Pick up the comment thread about party politics and economic policy after its last sentence and continue writing it.
— START OF Selected passage —
But on the first-order issues of finance and imperialism, yes, of course there is no difference between the parties. Just ask yourself, what is the most important domestic-policy post? Fed chair, no question. And the most important military post? Secretary of Defense. And for both those jobs, Obama reappointed Bush’s picks. How much clearer does he have to make it to you, that on the big questions you don’t get a vote?

61

John Protevi 08.26.10 at 6:46 pm

LM @59. Cf Bill Clinton, Nov 4, 1992, Little Rock. The change agent sayeth

I also look forward to getting to work on the hard and vital task of restoring our nation’s economic strength. Today I say to our financial and business leaders that although change is on the horizon, we understand the need to pursue stability even as we pursue new growth. The changes I seek will strengthen America’s market systems not weaken them.

62

mds 08.26.10 at 7:05 pm

This is true, of course. But also not libertarians.

This may smack of Puchalskyism (not Puchalskyitism, note), but yeah, also libertarians, for so effectively catapaulting the propaganda. Think “freshwater economics.” Think of all the damage wrought because some goddamn moron drew a stupid curve on his napkin. Just because they’re not effectively refuted, or are even embraced, by the Very Serious center-left politicians, doesn’t absolve those who devised and promote the ideas.
— END OF Selected passage —
— START OF Information shown —
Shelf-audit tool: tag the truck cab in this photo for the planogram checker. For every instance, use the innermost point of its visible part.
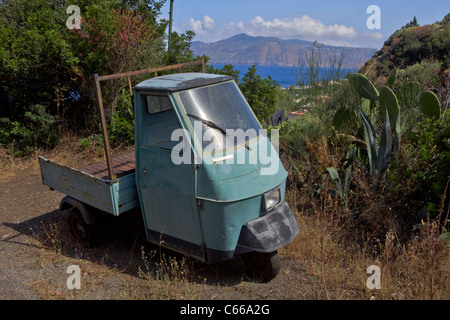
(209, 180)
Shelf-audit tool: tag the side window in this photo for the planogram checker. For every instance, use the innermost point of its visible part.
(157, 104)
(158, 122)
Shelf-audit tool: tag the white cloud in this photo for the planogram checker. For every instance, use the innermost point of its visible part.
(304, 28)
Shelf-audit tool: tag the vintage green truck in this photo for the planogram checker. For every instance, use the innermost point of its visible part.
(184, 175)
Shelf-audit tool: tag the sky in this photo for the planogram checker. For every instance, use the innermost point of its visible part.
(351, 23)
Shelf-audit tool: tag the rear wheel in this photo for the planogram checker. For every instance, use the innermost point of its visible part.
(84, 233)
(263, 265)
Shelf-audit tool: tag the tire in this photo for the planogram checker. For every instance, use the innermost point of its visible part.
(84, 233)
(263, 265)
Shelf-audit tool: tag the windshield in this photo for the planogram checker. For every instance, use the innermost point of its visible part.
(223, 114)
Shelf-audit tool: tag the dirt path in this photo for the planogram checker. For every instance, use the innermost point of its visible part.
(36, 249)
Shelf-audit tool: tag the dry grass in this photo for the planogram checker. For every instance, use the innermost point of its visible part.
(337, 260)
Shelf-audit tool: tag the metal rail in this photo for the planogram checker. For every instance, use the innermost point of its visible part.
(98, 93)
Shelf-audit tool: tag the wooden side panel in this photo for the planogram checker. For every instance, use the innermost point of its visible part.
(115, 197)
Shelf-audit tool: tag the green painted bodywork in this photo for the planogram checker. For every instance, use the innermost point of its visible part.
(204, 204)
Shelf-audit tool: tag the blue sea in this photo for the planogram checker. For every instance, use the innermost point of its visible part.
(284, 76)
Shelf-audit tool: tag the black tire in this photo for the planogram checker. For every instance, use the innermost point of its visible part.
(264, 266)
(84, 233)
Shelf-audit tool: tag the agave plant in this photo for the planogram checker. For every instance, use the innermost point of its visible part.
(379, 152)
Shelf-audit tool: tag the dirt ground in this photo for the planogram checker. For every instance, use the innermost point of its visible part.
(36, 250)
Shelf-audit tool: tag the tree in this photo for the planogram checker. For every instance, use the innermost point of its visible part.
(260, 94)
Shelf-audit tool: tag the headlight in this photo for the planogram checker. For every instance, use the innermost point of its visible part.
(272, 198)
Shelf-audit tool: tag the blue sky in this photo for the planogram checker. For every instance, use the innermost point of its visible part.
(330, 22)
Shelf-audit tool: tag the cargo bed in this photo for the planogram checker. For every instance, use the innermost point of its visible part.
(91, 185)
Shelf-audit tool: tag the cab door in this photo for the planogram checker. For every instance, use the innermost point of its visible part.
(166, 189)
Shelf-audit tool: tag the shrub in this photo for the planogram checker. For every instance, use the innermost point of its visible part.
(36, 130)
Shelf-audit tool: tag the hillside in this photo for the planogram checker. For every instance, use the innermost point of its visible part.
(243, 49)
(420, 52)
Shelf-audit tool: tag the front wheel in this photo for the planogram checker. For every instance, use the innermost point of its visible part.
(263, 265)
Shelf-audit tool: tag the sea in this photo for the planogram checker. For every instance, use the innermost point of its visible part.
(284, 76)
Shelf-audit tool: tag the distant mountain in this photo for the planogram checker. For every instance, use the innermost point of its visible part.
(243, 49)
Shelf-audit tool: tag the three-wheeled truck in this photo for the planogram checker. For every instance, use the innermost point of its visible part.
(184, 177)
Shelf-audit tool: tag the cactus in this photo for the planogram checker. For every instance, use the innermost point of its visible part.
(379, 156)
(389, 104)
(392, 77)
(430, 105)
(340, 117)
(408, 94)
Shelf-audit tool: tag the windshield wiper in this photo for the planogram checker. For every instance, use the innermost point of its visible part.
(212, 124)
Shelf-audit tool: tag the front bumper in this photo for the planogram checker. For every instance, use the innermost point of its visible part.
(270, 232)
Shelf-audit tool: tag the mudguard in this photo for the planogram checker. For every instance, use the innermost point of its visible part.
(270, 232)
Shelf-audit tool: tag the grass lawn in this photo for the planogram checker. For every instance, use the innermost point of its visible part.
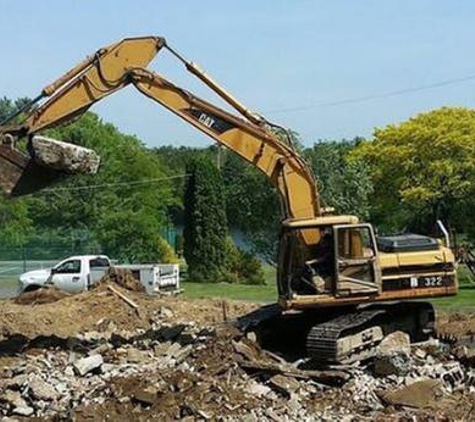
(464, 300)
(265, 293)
— END OF Information shown —
* Answer to the problem:
Now, if you’ll excuse me, I have to start a band. It’s going to be called “Bitching on the Internet.”

63

Ginger Yellow 08.26.10 at 7:14 pm

Pascal: not sure why you include GalCiv in that list. Its economy is nowhere near as fleshed out as in Sid Meier’s games, let alone something like Europa Universalis or Victoria. It’s basically bread and circuses.

Anyway, the article linked to in the original OP is pretty funny, in that it involves someone bringing an ideology to a system they don’t really understand and then when it doesn’t work, blaming the system (cf free market economists and the financial crisis). It’s really not very hard to make a perfectly functioning city in Caeasar III (some odd pathing quirks aside) , so long as you take the time to understand the mechanics. Simply asserting that it should work like so and then throwing up your hands when it doesn’t isn’t really a viable strategy.

64

chris 08.26.10 at 9:35 pm

Just ask yourself, what is the most important domestic-policy post? Fed chair, no question. And the most important military post? Secretary of Defense. And for both those jobs, Obama reappointed Bush’s picks. How much clearer does he have to make it to you, that on the big questions you don’t get a vote?

Your questions are very neatly constructed to sidestep the Secretary (and Department) of State, and the whole issue of *whether and how* to use the military (which isn’t a question to be answered by a military post, but also isn’t “domestic policy”).

I find Obama’s approach to foreign policy quite different from either his predecessor or his opponent, although still not everything I could wish by any means.

As for domestic policy, it is largely made in Congress; arguably the president is the wrong shop to go to for that sort of thing in the first place (and therefore the answer to your first question is actually “Speaker”).

65

Lemuel Pitkin 08.26.10 at 11:03 pm

I find Obama’s approach to foreign policy quite different from either his predecessor or his opponent

When Obama took office, there were 170,000 US troops in Iraq and Afghanistan. Do you know how many there are today? 165,000.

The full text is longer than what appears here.